• RECORDED DATA
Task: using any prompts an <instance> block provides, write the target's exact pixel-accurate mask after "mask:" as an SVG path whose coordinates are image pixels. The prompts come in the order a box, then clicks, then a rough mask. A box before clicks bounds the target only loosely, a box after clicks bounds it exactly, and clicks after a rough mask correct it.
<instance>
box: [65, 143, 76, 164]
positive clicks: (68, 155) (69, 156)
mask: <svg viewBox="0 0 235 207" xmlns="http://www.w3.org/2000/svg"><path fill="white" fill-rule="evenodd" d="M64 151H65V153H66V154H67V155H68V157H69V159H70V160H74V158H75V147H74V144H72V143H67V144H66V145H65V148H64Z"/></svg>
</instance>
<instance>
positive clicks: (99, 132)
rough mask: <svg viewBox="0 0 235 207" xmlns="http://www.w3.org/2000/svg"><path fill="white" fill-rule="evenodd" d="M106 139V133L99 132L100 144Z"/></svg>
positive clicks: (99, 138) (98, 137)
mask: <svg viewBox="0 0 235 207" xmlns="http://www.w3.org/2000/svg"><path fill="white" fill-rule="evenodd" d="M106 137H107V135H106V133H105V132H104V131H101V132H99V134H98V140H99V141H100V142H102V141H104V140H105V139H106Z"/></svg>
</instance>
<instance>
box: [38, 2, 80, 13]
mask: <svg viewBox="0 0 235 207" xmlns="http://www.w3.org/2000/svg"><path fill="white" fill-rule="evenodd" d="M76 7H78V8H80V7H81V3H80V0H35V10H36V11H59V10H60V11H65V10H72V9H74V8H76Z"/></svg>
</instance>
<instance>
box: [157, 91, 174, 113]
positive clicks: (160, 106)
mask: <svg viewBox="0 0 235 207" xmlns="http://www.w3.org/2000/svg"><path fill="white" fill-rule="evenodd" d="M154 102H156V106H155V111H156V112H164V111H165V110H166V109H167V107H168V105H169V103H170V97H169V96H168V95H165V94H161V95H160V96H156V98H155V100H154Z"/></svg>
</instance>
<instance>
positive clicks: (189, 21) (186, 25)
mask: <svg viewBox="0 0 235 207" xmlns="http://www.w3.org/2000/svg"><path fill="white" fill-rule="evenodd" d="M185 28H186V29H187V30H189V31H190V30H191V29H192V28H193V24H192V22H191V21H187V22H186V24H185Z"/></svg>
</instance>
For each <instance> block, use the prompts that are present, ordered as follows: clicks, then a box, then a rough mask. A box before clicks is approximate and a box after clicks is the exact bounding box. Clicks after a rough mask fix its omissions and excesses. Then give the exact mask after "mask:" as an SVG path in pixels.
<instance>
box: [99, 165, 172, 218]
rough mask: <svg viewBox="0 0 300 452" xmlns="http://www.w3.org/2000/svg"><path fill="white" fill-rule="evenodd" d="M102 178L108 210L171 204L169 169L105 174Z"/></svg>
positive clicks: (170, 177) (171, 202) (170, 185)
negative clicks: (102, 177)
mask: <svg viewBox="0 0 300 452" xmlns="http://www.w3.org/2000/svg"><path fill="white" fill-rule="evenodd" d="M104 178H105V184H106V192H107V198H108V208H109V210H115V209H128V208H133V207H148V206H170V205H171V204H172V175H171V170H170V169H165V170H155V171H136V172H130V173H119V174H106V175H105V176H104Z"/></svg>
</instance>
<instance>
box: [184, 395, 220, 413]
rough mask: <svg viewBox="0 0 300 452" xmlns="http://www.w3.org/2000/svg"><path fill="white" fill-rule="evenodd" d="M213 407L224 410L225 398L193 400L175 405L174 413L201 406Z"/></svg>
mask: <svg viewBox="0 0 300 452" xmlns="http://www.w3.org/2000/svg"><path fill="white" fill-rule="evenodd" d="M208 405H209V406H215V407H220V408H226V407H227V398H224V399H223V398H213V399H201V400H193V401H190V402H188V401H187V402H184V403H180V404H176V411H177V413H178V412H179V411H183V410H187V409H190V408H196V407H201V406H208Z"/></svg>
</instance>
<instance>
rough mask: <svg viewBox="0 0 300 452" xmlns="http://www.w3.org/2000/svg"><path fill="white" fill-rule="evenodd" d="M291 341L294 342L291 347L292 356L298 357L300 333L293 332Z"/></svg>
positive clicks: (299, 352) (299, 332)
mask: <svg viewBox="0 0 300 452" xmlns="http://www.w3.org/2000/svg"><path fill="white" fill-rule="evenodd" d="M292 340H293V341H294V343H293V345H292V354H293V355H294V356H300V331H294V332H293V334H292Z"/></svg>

• WHAT THE TASK REQUIRES
A single number is the whole answer here: the number of lines in the data containing "block".

• SOLUTION TO THE EXERCISE
2